— START Provided information —

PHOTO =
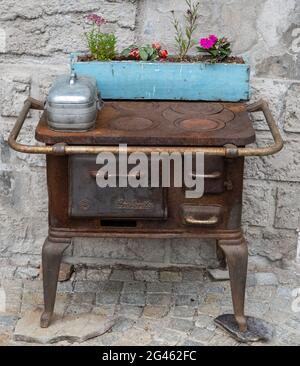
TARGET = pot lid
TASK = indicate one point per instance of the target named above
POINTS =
(73, 89)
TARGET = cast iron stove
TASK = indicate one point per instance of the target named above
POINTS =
(78, 207)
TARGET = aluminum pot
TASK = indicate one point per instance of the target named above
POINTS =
(72, 103)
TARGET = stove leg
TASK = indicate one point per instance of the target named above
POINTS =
(51, 258)
(221, 257)
(237, 260)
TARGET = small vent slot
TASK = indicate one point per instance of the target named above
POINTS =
(118, 223)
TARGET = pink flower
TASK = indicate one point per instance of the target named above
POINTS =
(206, 43)
(209, 42)
(213, 38)
(96, 19)
(156, 46)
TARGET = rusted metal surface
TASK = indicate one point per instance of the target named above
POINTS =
(87, 199)
(240, 134)
(78, 207)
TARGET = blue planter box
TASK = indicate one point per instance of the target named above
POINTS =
(168, 81)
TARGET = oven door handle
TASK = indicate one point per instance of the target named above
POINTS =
(94, 173)
(192, 221)
(214, 175)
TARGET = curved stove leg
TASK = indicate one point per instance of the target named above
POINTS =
(236, 253)
(51, 258)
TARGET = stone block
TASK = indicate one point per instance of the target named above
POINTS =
(288, 207)
(170, 276)
(152, 311)
(292, 115)
(274, 92)
(14, 89)
(146, 275)
(258, 203)
(98, 274)
(148, 250)
(195, 252)
(283, 166)
(121, 275)
(272, 244)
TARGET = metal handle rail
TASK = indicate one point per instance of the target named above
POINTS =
(227, 150)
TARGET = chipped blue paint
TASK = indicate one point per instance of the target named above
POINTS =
(168, 81)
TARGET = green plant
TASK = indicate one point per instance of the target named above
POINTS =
(102, 45)
(183, 38)
(218, 48)
(145, 53)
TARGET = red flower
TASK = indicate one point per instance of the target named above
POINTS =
(156, 46)
(135, 53)
(163, 54)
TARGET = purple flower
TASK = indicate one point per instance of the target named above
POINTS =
(206, 43)
(96, 19)
(209, 42)
(213, 38)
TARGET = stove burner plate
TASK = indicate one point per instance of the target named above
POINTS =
(132, 124)
(203, 108)
(225, 116)
(198, 125)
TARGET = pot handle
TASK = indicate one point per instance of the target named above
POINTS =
(29, 103)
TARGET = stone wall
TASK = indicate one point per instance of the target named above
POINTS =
(35, 39)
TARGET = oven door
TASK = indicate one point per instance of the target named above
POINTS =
(87, 199)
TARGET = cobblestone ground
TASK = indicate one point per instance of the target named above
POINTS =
(159, 307)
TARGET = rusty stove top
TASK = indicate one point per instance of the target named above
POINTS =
(161, 123)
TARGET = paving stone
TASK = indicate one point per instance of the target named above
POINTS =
(192, 343)
(121, 275)
(7, 322)
(202, 335)
(186, 288)
(66, 286)
(169, 337)
(182, 325)
(122, 324)
(159, 287)
(183, 311)
(158, 299)
(203, 321)
(152, 311)
(218, 274)
(146, 275)
(134, 337)
(137, 299)
(169, 276)
(65, 272)
(71, 328)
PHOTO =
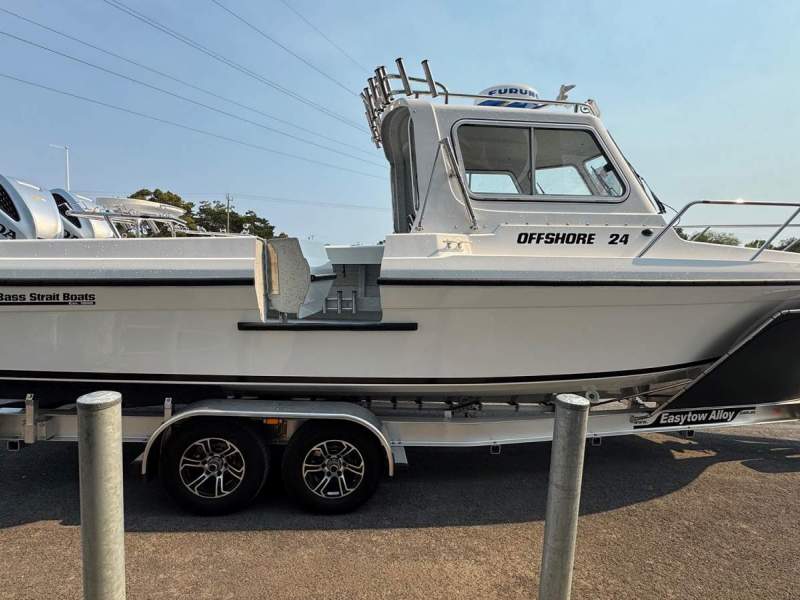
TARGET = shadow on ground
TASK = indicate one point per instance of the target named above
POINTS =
(441, 487)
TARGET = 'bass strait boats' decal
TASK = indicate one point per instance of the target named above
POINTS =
(694, 417)
(47, 299)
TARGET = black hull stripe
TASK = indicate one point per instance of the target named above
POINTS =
(250, 379)
(589, 282)
(182, 282)
(325, 326)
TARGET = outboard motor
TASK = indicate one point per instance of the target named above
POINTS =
(27, 211)
(79, 227)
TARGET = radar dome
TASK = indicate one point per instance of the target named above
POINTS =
(525, 93)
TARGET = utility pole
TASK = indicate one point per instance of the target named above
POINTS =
(66, 160)
(228, 198)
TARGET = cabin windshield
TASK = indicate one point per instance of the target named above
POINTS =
(539, 162)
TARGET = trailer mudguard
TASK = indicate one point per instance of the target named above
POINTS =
(764, 368)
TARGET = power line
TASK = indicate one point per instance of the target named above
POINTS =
(184, 98)
(183, 82)
(228, 62)
(187, 127)
(325, 37)
(268, 37)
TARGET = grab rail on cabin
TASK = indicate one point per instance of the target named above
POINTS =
(379, 94)
(780, 227)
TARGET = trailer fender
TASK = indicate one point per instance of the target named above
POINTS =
(282, 409)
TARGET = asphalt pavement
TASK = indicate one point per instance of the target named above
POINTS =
(713, 517)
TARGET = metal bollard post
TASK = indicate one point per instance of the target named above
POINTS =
(102, 521)
(563, 497)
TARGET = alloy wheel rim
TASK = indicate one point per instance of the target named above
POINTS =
(212, 468)
(333, 469)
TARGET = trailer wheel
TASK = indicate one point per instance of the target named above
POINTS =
(332, 467)
(214, 468)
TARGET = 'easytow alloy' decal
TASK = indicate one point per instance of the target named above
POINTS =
(47, 299)
(694, 417)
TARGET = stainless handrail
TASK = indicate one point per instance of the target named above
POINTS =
(787, 223)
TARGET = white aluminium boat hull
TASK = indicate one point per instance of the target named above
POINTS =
(184, 338)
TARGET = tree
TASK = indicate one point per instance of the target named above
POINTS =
(168, 198)
(711, 237)
(212, 215)
(790, 243)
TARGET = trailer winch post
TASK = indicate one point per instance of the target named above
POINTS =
(563, 497)
(102, 520)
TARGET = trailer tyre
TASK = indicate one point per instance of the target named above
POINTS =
(332, 467)
(214, 468)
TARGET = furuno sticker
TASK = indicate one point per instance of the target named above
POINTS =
(695, 417)
(47, 299)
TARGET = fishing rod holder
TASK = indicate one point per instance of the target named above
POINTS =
(379, 94)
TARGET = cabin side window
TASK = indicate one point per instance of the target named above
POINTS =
(540, 163)
(497, 160)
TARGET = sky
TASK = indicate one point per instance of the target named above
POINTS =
(700, 95)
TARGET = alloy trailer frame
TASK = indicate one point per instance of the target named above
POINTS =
(380, 429)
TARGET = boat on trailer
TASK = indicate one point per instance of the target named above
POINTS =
(528, 259)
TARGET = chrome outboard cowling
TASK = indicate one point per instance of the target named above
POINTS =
(27, 211)
(79, 227)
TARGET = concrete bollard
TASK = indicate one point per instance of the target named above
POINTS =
(563, 497)
(102, 519)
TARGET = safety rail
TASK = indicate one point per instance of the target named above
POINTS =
(379, 94)
(765, 246)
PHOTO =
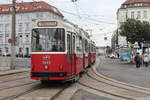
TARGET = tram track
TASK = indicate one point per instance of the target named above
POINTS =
(15, 86)
(23, 93)
(127, 88)
(14, 79)
(37, 88)
(103, 91)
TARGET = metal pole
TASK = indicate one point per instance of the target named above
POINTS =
(13, 35)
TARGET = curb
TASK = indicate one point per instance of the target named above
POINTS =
(14, 72)
(116, 81)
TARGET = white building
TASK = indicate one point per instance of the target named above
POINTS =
(137, 9)
(27, 13)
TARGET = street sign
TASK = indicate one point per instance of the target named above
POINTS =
(10, 40)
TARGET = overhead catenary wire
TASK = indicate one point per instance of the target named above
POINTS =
(92, 19)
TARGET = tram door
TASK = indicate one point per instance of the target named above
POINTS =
(71, 51)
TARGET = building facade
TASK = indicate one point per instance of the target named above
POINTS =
(135, 9)
(27, 13)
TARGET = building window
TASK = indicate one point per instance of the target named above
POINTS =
(132, 14)
(39, 15)
(20, 27)
(27, 38)
(145, 14)
(6, 27)
(138, 15)
(1, 38)
(1, 28)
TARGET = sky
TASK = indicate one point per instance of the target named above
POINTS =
(97, 16)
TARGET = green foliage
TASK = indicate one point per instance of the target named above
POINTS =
(135, 31)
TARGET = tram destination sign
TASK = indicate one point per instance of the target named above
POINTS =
(47, 24)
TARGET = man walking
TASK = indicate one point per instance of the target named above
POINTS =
(137, 60)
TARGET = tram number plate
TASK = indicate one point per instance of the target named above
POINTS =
(45, 78)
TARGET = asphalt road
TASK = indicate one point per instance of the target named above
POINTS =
(122, 71)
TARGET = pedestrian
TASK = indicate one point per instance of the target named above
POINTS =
(146, 60)
(137, 60)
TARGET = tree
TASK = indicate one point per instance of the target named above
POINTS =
(135, 31)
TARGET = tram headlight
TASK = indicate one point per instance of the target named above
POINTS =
(46, 67)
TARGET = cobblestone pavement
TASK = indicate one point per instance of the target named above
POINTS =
(122, 71)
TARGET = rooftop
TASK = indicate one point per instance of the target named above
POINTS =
(25, 7)
(135, 3)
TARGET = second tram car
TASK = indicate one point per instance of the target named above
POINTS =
(60, 51)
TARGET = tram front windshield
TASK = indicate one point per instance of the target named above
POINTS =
(48, 40)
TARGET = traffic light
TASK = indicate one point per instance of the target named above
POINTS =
(73, 0)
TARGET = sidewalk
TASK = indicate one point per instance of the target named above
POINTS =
(6, 71)
(124, 72)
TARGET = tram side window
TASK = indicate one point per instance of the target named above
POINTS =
(48, 40)
(79, 44)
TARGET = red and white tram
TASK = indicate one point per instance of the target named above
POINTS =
(60, 51)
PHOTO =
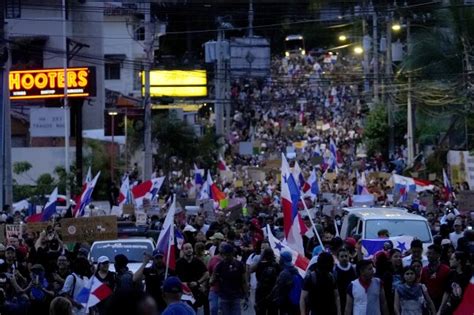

— END Provided information —

Filter the entries above, copying out every line that contains the string "cabin".

TARGET = cabin windshield
TARGET = grab rail on cabin
TARGET = cabin side window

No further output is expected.